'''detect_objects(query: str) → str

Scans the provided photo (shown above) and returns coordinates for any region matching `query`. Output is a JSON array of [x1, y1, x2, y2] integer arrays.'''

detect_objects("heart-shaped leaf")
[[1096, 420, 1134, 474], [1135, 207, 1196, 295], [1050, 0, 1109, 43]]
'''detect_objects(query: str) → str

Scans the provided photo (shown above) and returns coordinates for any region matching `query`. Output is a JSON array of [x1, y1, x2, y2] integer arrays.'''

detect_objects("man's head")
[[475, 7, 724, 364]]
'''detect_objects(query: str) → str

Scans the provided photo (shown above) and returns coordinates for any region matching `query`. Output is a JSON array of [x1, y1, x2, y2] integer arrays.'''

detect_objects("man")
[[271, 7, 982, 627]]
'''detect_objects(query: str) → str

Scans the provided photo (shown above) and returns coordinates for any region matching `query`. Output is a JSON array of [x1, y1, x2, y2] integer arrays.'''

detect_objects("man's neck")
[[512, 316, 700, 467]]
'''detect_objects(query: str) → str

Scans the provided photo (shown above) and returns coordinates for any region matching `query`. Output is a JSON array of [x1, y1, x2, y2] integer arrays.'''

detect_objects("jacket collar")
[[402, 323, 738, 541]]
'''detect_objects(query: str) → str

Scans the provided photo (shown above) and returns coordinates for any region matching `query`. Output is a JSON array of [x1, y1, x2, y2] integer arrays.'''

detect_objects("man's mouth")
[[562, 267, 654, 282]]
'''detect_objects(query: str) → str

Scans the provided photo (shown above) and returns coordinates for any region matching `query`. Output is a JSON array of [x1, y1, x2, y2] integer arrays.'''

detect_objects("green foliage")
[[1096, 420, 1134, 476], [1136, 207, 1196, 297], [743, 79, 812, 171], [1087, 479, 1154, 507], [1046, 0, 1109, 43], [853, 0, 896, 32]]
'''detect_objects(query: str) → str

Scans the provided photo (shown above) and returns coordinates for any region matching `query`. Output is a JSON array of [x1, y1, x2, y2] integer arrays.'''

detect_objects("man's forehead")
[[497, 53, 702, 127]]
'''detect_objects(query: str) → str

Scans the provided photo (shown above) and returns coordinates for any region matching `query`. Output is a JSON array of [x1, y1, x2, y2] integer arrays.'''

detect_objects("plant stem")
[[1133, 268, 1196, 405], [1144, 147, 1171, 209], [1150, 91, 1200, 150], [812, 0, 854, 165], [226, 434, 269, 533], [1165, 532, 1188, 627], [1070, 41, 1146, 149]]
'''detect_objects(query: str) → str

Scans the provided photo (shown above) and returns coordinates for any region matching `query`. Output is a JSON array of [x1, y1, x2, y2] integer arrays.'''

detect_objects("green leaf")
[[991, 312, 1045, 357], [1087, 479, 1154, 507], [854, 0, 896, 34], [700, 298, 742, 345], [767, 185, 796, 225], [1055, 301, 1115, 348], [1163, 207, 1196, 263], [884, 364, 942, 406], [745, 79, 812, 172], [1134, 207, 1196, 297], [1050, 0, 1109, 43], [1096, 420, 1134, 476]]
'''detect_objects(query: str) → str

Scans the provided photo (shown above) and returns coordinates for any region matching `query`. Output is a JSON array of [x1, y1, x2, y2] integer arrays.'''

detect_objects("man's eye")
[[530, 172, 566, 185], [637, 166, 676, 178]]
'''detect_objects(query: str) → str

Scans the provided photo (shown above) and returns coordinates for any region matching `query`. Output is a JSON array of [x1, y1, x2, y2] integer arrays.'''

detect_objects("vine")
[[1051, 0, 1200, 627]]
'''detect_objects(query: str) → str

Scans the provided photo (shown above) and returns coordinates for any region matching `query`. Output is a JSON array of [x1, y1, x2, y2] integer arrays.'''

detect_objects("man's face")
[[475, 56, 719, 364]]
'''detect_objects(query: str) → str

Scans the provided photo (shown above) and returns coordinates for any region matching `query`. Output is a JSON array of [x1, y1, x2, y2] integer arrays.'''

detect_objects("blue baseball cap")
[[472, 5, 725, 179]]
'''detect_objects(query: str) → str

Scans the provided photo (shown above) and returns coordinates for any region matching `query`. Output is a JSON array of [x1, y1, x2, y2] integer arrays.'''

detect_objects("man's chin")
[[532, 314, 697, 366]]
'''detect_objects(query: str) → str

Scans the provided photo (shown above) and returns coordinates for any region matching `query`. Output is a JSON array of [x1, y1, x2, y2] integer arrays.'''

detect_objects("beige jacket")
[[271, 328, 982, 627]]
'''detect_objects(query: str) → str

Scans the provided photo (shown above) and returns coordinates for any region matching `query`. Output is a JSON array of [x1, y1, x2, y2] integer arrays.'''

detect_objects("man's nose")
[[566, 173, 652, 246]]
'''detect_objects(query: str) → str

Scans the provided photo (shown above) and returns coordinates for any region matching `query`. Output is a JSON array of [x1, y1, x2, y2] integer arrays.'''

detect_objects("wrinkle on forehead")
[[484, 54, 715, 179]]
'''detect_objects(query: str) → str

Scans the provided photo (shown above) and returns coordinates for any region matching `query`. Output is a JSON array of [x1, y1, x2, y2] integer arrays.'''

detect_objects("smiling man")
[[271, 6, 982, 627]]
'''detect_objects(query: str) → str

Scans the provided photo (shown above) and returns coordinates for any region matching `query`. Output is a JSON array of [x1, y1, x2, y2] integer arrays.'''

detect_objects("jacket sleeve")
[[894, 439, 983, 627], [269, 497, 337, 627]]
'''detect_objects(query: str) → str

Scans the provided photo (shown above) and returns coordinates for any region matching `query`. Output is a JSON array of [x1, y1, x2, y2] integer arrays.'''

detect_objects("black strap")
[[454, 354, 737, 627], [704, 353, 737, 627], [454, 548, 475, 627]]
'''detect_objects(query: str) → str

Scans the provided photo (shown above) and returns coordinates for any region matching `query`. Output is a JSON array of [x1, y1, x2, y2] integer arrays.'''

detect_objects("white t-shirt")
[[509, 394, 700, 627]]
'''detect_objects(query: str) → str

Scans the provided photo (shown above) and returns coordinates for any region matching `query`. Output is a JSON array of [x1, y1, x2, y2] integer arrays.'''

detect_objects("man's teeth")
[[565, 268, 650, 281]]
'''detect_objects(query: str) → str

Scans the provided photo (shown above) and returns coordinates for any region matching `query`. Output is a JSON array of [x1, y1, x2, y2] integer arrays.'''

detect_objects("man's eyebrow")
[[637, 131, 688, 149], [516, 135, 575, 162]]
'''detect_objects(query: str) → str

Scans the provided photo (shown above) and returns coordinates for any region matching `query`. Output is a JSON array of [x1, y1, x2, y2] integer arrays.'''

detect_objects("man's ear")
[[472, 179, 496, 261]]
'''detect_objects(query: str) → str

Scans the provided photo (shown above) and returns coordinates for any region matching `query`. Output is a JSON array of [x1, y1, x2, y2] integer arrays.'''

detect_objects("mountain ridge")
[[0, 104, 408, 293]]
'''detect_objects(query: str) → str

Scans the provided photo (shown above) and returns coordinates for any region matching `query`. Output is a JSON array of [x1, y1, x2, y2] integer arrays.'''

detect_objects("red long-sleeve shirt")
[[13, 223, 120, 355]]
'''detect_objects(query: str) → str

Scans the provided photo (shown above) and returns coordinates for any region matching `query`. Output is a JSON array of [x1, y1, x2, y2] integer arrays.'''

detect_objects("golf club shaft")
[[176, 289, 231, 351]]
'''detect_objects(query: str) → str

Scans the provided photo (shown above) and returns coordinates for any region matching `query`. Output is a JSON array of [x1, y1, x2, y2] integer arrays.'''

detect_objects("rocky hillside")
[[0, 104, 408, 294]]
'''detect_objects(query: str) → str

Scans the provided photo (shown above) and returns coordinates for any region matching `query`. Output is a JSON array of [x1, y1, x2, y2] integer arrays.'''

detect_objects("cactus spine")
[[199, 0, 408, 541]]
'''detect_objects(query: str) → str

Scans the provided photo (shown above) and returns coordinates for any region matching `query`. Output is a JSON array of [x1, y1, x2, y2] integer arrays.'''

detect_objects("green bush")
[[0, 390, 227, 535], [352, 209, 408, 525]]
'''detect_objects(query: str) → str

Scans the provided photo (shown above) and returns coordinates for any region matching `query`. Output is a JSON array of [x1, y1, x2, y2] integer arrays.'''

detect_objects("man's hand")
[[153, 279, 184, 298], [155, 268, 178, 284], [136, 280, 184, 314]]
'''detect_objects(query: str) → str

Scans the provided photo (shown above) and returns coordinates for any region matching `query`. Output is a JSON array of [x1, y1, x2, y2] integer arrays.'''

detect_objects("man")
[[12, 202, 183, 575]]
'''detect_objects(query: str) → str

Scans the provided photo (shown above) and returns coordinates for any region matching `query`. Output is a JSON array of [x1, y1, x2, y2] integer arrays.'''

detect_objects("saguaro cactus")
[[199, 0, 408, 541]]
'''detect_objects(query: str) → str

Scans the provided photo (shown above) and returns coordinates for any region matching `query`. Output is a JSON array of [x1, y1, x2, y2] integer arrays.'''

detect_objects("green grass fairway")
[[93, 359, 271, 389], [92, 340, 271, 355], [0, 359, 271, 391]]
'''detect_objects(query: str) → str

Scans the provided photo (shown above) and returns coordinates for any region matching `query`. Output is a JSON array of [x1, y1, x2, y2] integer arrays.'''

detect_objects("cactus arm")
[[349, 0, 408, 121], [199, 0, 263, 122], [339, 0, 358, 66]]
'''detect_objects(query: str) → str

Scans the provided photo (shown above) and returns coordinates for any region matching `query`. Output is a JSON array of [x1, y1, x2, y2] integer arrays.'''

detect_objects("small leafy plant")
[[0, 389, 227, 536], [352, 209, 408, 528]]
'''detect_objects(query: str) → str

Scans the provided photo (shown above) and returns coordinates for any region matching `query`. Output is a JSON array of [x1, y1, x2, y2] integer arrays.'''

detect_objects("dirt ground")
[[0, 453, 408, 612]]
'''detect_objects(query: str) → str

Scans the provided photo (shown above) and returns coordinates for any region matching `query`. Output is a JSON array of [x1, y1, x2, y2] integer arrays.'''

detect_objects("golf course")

● ● ●

# Given request
Copy out the entries verbatim, from their first line through the line that contains "0, 1109, 43]]", including both of those lines.

# Result for this exercise
'''detect_objects(query: str) → str

Scans the provided photo (shown above) and returns coordinates for any region matching `query`. Output is a JSON array of [x1, y1, x2, y2] integer arrays.'''

detect_objects("heart-shaped leaf")
[[1096, 420, 1134, 474], [1135, 207, 1196, 295], [1050, 0, 1109, 43]]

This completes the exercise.